## PROBLEM DETAILS:
Write out the passage on penalties again, beginning at the words "The employer should" and stopping after "rupees, or both.", and switch "one month" to "three months".

## TEXT SECTION:
__________

Penalty for infringement

The employer should not violate any provisions of the Industrial Dispute Act, 1947, while retrenching the employees from their services. If he does not follow the provisions and does something contrary, then he will be punished in accordance with the provisions of Section 25Q of the Act. He would be imprisoned for a period of one month, or a fine with a maximum amount of one thousand rupees, or both.

Differences between lay-off and retrenchments in Labour Law

Both the terms ‘lay-off’ and ‘retrenchment’ are defined in the Act. Lay-off means temporarily suspending an employee from his service. It is when the employer temporarily keeps an employee away from work, but their employer-employee relationship does not come to an end. Unlike retrenchment, lay-off does not mean termination of employment of the employees. A few points of difference between lay-off and retrenchments are represented in tabular form:
Sl no. Lay-off  Retrenchment 
1. Lay-off is defined in Section 2(kkk) of the Industrial Dispute Act, 1947. Retrenchment is defined in Section 2(oo) of the Industrial Dispute Act, 1947.

__________

## MATERIAL PROVIDED:
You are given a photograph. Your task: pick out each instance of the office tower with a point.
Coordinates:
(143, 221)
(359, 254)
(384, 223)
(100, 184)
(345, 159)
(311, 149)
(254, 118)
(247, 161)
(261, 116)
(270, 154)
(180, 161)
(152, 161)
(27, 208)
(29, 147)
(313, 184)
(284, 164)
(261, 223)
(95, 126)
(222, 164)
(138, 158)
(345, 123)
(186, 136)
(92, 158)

__________

## CORRECT RESPONSE:
The employer should not violate any provisions of the Industrial Dispute Act, 1947, while retrenching the employees from their services. If he does not follow the provisions and does something contrary, then he will be punished in accordance with the provisions of Section 25Q of the Act. He would be imprisoned for a period of three months, or a fine with a maximum amount of one thousand rupees, or both.